(Coordinate annotation records)
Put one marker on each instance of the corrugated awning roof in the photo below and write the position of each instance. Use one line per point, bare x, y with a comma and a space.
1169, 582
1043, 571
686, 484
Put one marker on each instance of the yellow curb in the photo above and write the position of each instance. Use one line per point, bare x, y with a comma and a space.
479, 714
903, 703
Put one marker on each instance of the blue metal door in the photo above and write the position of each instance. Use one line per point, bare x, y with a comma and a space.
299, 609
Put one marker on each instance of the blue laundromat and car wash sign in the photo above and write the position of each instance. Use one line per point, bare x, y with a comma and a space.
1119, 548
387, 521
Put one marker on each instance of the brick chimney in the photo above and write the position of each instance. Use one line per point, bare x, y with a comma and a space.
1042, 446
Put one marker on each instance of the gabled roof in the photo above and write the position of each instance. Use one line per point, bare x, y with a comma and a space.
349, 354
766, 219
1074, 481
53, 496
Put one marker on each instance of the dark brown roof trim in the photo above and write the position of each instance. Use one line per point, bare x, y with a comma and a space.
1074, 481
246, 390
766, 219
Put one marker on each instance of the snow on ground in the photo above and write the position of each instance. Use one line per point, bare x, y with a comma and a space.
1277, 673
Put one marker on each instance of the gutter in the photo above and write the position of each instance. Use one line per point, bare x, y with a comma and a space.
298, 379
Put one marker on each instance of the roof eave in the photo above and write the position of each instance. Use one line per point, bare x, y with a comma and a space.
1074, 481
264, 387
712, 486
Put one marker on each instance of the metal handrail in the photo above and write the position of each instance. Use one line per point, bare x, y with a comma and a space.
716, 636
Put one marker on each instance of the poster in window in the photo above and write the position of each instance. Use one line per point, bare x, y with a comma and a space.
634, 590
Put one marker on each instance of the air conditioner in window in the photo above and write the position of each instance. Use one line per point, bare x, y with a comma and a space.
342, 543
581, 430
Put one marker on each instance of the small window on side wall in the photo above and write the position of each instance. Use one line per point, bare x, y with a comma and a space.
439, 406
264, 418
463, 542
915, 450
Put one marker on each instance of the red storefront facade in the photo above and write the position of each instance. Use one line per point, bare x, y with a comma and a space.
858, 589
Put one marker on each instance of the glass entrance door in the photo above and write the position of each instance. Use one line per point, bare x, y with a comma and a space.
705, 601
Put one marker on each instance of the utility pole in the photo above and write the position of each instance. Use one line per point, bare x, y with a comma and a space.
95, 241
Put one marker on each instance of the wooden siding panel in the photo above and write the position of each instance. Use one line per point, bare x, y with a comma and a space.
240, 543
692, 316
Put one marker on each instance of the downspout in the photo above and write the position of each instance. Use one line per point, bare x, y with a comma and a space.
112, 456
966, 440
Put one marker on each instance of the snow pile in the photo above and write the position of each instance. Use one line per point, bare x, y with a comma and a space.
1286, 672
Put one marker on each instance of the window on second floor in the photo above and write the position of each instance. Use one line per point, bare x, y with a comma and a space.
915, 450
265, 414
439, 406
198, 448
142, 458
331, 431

# Written request
Rewrite all the lines above as a two-column CSV with the header input,output. Put one row for each labeling line, with that line in input and the coordinate lines after it in output, each field quoted and line breaks turned into spaces.

# Correct answer
input,output
"Put one marker on each instance of the corrugated awning roof in the photo below and write the position of each instance. Use one line per point, bare x, y with a comma and a space.","1169, 582 1043, 571 686, 484"
"Put one marker on each instance of the yellow curb in the photo above and write the position of each instance. Use one line per point, bare x, y with a comma and a space.","479, 714 903, 703"
"Put one marker on each instance of the blue metal door in the photo above and write the position of each instance. Use one line per point, bare x, y with a comma and a space.","299, 609"
"Put one marker on each instance of the blue laundromat and car wash sign in the photo above and write the position of each instance. Use one line per point, bare x, y with a comma and a space.","1119, 548 387, 521"
"Put one marker on each instance of the brick chimney in the photo above and write the position of each instance. Use one line per point, bare x, y with a comma and a space.","1042, 446"
"Put one marker on each instance of the gabled roof in the photo above and write the position of each instance. Use one line per point, bare x, y with a comma and a space.","349, 354 766, 219 1074, 481 53, 496"
"Put one marker on each instance of the dark brown roof trim in the photo above and write the position of each instance. Use one line per point, bare x, y with a comma and a space.","1074, 481 246, 390 766, 219"
"Put one marker on each instance of the snow on ground in the photo above and write the position of each instance. Use one line per point, bare x, y with a comma and a space.","1277, 673"
"Put one marker on each instance of the gutter in the photo above and write the position of each instance. Use one line per point, bare x, y with a comma and a space.","298, 379"
"Put one marker on each instance of the roof eave in the photo above and write the position of each instance. Use one line per point, bare x, y with a comma and a space.","1074, 481 264, 387 712, 486"
"Put one marker on each instance of the metal handrail in the photo above and write the position of each instance. Use one line per point, bare x, y with a comma and a space.","716, 636"
"Put one marker on each instance of the poster in window in the photo above and write the position of each instance. Use one line per point, bare x, y with a comma and a space.","634, 590"
"Put one marker on each instance of the air conditioner in window in the photo above and write the position of each instance. Use one line per point, bare x, y with a comma and a space.","342, 543 581, 430"
"Put one marker on each instance of the small window on side wall in the photo above and write the position of each instance. Use one line per point, bare x, y with a comma and a space.","439, 406 264, 418 463, 542 915, 450"
"Put one marker on each instance of the red storefront facade in the photo above and write the position of each instance. Use one line per point, bare x, y with a comma and a space.","858, 589"
"Put one marker on each instance of the glass entrance door in the photo above and write the position of each instance. Use one line per point, bare x, y with a comma and a space.","705, 601"
"Put one marker on each instance of the utility pole in the photo above and write the position of each instance. Use one line per point, bare x, y with a comma and a space.","95, 241"
"Put one marker on each instance of the wooden siding panel in the photo above and write the position of each instance. Use one line per point, bare x, y with a comma and a space.","240, 543 692, 316"
"Put one marker on each instance of the downspout in the photo above and write the position of each instance. Use one line per point, bare x, y with a comma and a space.","112, 456 966, 440"
"Put one marker on each instance of the snow pile in the photo above and write the position of each instance. Use one line per point, bare x, y with a comma and a space.","1286, 672"
"Put one marker on each instance of the window on second floor in the photo above and write the position of each instance. Use one line per point, bare x, y with a comma and a space.","915, 450 265, 414 439, 406 198, 448 142, 458 331, 431"